**What to work on:**
1. Rewrite the Anuh Pharma results report from "Anuh Pharma a prominent" to "overall business fundamentals.", putting "overseas demand" in place of "export demand".
2. Pick up the Anuh Pharma Q4 FY26 report after its last sentence and keep writing.

**Text shown:**
*** Begin section ***

Synopsis: Anuh Pharma Ltd. reported a stable Q4 FY26 performance with revenue rising to Rs. 202 crore, supported by steady demand across pharmaceutical products and export markets. The company maintained consistent profitability despite margin pressure and announced a final dividend of Rs. 1.50 per share for FY26.
Anuh Pharma a prominent manufacturer of active pharmaceutical ingredients (APIs), delivered a steady operational performance in Q4 FY26. The company reported stable revenue growth and maintained profitability despite rising operational costs during the quarter. Backed by healthy export demand and strong industry tailwinds, Anuh Pharma also announced a final dividend for shareholders, reflecting confidence in its overall business fundamentals.
Anuh Pharma Ltd. currently has a market capitalization of Rs. 782 crore, with the stock trading near Rs. 78 down by 4.50% compared to its previous close of Rs. 81. The stock touched a 52-week high of Rs. 114.9 and a low of Rs. 67. The company trades at a P/E ratio of 19.1, while its ROCE and ROE stand at 15.9 percent and 12.1 percent respectively, reflecting stable profitability and operational efficiency.

*** End section ***

**Extracted records:**

*** Begin section ***

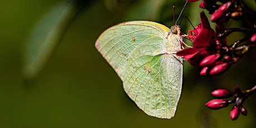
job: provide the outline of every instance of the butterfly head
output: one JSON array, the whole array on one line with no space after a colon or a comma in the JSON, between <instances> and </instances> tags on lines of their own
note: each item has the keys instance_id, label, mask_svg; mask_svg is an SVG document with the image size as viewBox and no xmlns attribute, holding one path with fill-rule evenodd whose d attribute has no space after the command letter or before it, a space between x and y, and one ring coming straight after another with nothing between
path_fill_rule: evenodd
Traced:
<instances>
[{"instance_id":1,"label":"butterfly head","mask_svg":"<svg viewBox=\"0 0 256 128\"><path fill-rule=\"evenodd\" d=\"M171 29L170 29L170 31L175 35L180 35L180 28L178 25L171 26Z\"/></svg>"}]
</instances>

*** End section ***
*** Begin section ***

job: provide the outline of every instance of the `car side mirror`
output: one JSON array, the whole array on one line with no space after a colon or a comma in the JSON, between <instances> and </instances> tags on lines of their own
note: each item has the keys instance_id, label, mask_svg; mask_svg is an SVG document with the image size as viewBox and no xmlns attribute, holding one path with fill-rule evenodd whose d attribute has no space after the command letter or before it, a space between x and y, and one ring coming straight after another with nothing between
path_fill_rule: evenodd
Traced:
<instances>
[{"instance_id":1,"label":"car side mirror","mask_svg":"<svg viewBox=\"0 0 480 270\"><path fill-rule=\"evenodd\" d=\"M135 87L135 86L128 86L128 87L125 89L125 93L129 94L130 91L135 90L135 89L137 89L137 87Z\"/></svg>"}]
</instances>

*** End section ***
*** Begin section ***

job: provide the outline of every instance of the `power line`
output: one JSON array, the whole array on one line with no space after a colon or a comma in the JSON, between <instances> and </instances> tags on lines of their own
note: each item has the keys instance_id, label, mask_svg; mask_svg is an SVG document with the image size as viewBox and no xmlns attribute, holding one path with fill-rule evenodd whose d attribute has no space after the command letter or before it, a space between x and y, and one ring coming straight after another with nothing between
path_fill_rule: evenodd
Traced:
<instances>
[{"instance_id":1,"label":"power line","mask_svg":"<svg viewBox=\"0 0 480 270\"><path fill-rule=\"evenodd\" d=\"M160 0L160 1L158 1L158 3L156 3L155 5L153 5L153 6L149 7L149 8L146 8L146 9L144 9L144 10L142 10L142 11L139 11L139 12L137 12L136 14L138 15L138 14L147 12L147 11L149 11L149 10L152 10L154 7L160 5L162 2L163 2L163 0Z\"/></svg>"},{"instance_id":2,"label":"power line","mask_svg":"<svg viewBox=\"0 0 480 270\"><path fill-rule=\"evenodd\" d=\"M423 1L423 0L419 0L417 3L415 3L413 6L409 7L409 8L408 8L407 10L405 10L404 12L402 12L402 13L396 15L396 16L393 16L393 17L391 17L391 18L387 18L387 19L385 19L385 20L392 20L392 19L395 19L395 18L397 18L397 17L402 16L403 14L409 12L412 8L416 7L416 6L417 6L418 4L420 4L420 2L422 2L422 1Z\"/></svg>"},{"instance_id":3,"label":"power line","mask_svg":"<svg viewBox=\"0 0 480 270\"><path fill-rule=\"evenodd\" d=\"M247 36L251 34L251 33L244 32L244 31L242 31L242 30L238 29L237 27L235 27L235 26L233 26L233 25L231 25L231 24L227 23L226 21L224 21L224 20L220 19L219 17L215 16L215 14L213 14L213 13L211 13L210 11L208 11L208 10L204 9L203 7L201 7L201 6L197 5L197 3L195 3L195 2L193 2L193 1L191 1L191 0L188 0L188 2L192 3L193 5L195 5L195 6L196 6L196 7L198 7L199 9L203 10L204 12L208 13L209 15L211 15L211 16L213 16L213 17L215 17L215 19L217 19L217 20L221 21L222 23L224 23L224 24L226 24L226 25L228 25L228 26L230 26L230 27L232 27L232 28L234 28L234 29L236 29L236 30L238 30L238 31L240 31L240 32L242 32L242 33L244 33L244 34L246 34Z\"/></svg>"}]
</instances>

*** End section ***

**Written responses:**
1.
Anuh Pharma a prominent manufacturer of active pharmaceutical ingredients (APIs), delivered a steady operational performance in Q4 FY26. The company reported stable revenue growth and maintained profitability despite rising operational costs during the quarter. Backed by healthy overseas demand and strong industry tailwinds, Anuh Pharma also announced a final dividend for shareholders, reflecting confidence in its overall business fundamentals.

2.
Anuh Pharma reported revenue of Rs. 202 crore in Q4 FY26, registering a marginal sequential growth of 2.54 percent compared to Rs. 197 crore reported in Q3 FY26. On a year-on-year basis, revenue increased by 2.02 percent from Rs. 198 crore reported in Q4 FY25, supported by steady demand across key pharmaceutical products and export markets.
The company’s operating profit stood at Rs. 20 crore in Q4 FY26, compared to Rs. 19 crore in Q3 FY26 and Q4 FY25, reflecting stable operational performance. Operating profit margin remained steady at 10 percent during the quarter.
Profit before tax came in at Rs. 16 crore in Q4 FY26, declining by 11.11 percent sequentially from Rs. 18 crore reported in Q3 FY26. On a YoY basis as well, profit before tax slipped by 5.88 percent from Rs. 17 crore reported in Q4 FY25, mainly due to higher operational expenses and lower other income.
Net profit stood at Rs. 12 crore during Q4 FY26, compared to Rs. 13 crore in Q3 FY26 and Rs. 12 crore in Q4 FY25. While profitability remained stable on a yearly basis, sequential earnings witnessed slight pressure due to rising expenses and softer margins.
The board of Anuh Pharma recommended a final dividend of Rs. 1.50 per equity share having a face value of Rs. 5 each for FY26. The dividend represents a 30 percent payout and is subject to shareholder approval at the upcoming Annual General Meeting.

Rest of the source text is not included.